--- Records Enclosed Below ---
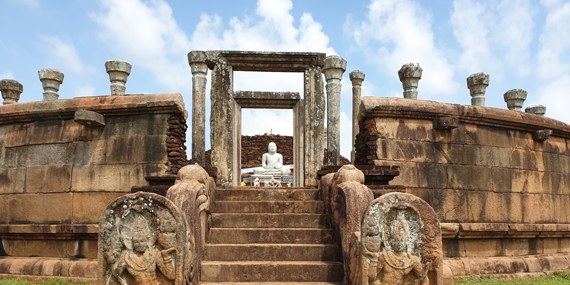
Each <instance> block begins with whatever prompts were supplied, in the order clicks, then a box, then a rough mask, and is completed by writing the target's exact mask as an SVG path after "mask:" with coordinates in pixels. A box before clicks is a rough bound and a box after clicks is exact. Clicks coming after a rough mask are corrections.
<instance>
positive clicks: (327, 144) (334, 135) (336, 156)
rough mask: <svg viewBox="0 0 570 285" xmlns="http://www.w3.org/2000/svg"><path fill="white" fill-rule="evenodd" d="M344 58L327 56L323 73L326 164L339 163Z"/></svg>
mask: <svg viewBox="0 0 570 285" xmlns="http://www.w3.org/2000/svg"><path fill="white" fill-rule="evenodd" d="M345 70H346V60H344V59H343V58H342V57H340V56H338V55H331V56H327V59H326V60H325V66H324V67H323V73H324V74H325V80H326V81H327V85H326V89H327V152H328V159H327V165H339V164H340V90H341V88H342V84H341V80H342V74H343V73H344V71H345Z"/></svg>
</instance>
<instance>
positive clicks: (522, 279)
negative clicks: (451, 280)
mask: <svg viewBox="0 0 570 285" xmlns="http://www.w3.org/2000/svg"><path fill="white" fill-rule="evenodd" d="M455 284H456V285H471V284H479V285H515V284H516V285H570V271H563V272H557V273H555V274H553V275H549V276H544V277H533V278H524V279H517V280H498V279H488V278H481V277H477V276H472V277H471V278H469V279H465V280H461V281H456V282H455Z"/></svg>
--- End of Enclosed Records ---
• Requirement
Find the string "instance" in the material above. Then copy each line that has it.

• Solved exercise
Each <instance> block begins with whatever prompts were supplied, in the order clicks, then a box, then a rough mask, and is completed by writing the target's exact mask as an SVG path after "mask:" with coordinates in pixels. A box before clicks is a rough bound and a box after clicks is exact. Clicks coming after a rough mask are corrections.
<instance>
</instance>
<instance>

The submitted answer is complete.